To do: Print every line of the listing below, starting with the line that holds "Target: dark window glass" and going on through the line that holds "pixel 284 174", both included, and print nothing else.

Data extracts:
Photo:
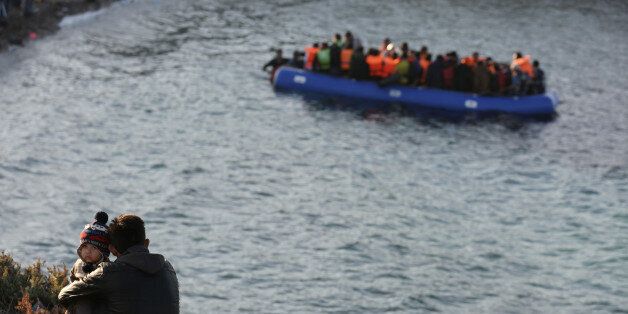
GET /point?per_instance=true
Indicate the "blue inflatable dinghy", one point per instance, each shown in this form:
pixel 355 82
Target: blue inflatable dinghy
pixel 413 99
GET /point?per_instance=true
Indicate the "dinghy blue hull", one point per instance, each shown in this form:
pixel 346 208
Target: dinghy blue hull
pixel 413 99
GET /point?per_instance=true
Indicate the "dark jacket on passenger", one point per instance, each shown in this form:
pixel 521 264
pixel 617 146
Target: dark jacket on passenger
pixel 358 68
pixel 334 54
pixel 137 282
pixel 435 74
pixel 463 78
pixel 481 79
pixel 414 75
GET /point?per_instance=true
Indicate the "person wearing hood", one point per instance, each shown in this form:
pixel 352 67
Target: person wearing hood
pixel 136 282
pixel 435 73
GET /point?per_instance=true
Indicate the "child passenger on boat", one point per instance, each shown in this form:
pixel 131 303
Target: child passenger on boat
pixel 93 250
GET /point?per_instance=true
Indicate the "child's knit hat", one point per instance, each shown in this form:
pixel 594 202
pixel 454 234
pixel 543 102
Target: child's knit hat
pixel 97 234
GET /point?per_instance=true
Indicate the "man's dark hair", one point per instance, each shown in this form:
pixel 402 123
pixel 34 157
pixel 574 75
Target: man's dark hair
pixel 126 231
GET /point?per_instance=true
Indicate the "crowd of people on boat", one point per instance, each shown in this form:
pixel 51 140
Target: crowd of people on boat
pixel 399 65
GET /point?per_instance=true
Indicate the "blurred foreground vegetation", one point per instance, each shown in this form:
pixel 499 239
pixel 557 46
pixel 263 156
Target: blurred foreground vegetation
pixel 30 289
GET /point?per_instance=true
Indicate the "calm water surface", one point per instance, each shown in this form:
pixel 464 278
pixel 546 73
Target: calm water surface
pixel 272 203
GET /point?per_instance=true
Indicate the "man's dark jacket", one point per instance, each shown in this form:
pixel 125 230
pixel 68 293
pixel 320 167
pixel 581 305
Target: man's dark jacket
pixel 137 282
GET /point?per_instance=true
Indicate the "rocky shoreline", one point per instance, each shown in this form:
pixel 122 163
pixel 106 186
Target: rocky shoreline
pixel 18 29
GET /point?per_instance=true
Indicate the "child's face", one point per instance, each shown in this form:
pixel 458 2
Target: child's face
pixel 89 253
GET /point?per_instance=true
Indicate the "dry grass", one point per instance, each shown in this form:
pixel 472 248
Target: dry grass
pixel 30 289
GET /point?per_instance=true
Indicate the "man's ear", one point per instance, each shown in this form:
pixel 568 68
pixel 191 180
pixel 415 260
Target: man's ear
pixel 113 250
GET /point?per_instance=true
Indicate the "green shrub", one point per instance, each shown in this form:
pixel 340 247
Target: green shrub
pixel 23 288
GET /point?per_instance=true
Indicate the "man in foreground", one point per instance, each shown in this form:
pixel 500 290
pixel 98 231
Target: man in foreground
pixel 136 282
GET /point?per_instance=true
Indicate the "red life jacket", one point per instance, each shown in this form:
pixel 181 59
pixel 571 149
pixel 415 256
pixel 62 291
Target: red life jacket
pixel 424 63
pixel 448 77
pixel 376 65
pixel 345 59
pixel 524 65
pixel 389 66
pixel 310 54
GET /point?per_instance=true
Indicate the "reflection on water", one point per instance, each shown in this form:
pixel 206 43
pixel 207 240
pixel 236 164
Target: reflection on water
pixel 274 203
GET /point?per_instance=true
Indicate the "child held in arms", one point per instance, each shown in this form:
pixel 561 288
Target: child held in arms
pixel 93 250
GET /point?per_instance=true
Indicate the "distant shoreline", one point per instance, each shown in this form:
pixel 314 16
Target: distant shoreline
pixel 45 21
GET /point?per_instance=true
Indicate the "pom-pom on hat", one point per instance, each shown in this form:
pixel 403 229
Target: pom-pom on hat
pixel 97 234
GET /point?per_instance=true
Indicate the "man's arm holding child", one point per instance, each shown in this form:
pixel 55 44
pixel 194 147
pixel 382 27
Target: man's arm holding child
pixel 87 287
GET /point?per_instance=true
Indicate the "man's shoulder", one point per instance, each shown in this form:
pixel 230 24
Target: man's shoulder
pixel 111 267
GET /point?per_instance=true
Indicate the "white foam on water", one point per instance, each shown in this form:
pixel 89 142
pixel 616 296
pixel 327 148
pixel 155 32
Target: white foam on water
pixel 73 20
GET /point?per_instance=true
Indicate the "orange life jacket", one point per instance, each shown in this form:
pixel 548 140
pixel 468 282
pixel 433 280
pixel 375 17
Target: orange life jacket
pixel 310 54
pixel 376 65
pixel 424 63
pixel 524 65
pixel 345 59
pixel 470 62
pixel 389 66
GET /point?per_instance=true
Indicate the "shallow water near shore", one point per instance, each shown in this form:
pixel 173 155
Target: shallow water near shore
pixel 270 202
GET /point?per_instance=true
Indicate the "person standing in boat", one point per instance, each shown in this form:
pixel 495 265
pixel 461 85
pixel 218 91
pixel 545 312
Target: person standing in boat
pixel 275 63
pixel 310 55
pixel 358 68
pixel 481 78
pixel 351 40
pixel 297 60
pixel 386 48
pixel 435 73
pixel 322 61
pixel 375 63
pixel 345 57
pixel 538 81
pixel 415 71
pixel 334 55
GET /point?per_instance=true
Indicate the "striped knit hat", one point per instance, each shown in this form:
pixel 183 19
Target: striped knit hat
pixel 97 234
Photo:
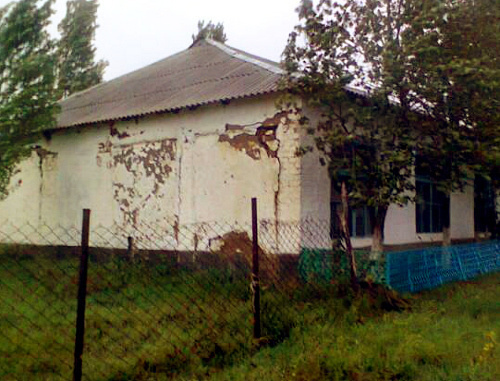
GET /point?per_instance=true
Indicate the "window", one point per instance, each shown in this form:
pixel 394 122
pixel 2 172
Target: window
pixel 432 206
pixel 484 206
pixel 359 220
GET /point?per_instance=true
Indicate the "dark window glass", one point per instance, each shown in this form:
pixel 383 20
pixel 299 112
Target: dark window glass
pixel 484 206
pixel 431 208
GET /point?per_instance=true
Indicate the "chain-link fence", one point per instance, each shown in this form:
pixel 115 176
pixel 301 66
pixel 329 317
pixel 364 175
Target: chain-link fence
pixel 161 301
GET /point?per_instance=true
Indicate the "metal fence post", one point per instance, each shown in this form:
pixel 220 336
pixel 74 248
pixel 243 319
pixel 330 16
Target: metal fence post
pixel 255 273
pixel 82 295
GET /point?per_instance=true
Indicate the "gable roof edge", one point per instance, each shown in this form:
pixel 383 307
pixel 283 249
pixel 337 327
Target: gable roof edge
pixel 239 55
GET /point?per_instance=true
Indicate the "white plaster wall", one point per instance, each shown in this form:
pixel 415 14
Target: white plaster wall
pixel 400 223
pixel 164 173
pixel 23 202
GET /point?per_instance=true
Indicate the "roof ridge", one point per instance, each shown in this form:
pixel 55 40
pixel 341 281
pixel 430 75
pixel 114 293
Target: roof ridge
pixel 162 91
pixel 275 69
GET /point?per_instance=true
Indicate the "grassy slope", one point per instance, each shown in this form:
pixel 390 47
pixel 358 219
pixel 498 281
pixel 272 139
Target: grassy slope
pixel 144 322
pixel 450 334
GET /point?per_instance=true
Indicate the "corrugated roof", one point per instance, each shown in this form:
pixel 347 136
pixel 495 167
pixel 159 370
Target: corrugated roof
pixel 205 73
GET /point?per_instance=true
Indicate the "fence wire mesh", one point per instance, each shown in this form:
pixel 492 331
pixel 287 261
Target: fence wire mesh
pixel 416 270
pixel 162 301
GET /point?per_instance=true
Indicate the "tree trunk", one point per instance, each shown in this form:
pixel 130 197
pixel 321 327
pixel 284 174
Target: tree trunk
pixel 344 222
pixel 377 219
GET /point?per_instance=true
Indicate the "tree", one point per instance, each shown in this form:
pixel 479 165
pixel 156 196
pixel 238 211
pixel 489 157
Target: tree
pixel 210 30
pixel 426 79
pixel 455 79
pixel 365 132
pixel 77 67
pixel 27 75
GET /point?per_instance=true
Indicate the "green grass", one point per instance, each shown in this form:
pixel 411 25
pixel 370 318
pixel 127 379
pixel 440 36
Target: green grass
pixel 450 333
pixel 155 321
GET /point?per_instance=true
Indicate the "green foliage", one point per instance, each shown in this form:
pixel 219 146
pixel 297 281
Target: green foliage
pixel 364 138
pixel 211 31
pixel 76 52
pixel 454 70
pixel 27 74
pixel 429 78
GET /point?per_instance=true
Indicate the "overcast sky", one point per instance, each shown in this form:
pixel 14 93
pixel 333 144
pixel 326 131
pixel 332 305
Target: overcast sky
pixel 135 33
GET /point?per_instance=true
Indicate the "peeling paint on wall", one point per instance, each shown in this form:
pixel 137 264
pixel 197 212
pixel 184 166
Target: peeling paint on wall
pixel 141 171
pixel 263 137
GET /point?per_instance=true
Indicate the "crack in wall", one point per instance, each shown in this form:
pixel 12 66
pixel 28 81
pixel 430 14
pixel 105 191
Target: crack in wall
pixel 43 154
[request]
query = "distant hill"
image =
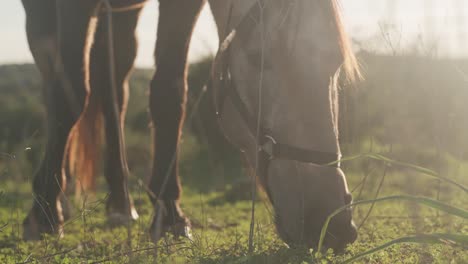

Task answer:
Target: dark window glass
pixel 484 206
pixel 431 208
GET /point?per_instance=true
Indicate the "chain-link fence", one point per instance, each shown in this form:
pixel 115 176
pixel 301 66
pixel 329 317
pixel 364 175
Target: chain-link fence
pixel 161 301
GET /point?per_instance=true
Indicate the "metal fence post", one point per instance, each shown in this form:
pixel 220 336
pixel 74 248
pixel 243 319
pixel 330 16
Target: metal fence post
pixel 255 273
pixel 82 295
GET /point?per_instance=true
Indicate the "gable roof edge", one point per instance, each shown in this form:
pixel 383 307
pixel 283 249
pixel 337 327
Target: gable roof edge
pixel 239 55
GET /point?per_instance=true
Indicate the "white plaster wall", one point per instance, each shown in this form:
pixel 415 14
Target: white plaster wall
pixel 400 223
pixel 164 173
pixel 23 202
GET /point?per_instance=true
Indicate the "roof ridge", one point per instance, each shown in this form:
pixel 55 40
pixel 341 281
pixel 430 75
pixel 114 293
Target: roof ridge
pixel 162 91
pixel 275 69
GET /point?per_instance=true
Indicate the "grassy slope", one point per instance, each shown in this form:
pixel 390 47
pixel 358 219
pixel 498 281
pixel 272 139
Target: grassy slope
pixel 144 322
pixel 450 334
GET /point?per_instance=true
Indicate the "corrugated roof", one point per instance, each shown in this form:
pixel 347 136
pixel 495 167
pixel 159 370
Target: corrugated roof
pixel 205 73
GET /point?per_instance=true
Indicate the "fence wire mesh", one point per instance, each shown in this form:
pixel 492 331
pixel 287 261
Target: fence wire mesh
pixel 416 270
pixel 162 301
GET /point?per_instance=true
Indicate the "tree trunk", one point per instance, each shown in this form:
pixel 130 197
pixel 321 327
pixel 284 174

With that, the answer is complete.